Work instructions ▸ Each record should reappear exactly in your answer, minus any picture.

■ ■ ■

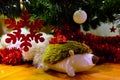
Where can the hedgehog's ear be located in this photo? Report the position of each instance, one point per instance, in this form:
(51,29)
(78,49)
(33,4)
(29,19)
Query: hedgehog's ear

■ ■ ■

Finished exercise ▸
Where can the hedgehog's ear be located in this photo? Report the position of each instance, one point per instance, in this form:
(51,29)
(78,49)
(33,4)
(29,19)
Query: hedgehog's ear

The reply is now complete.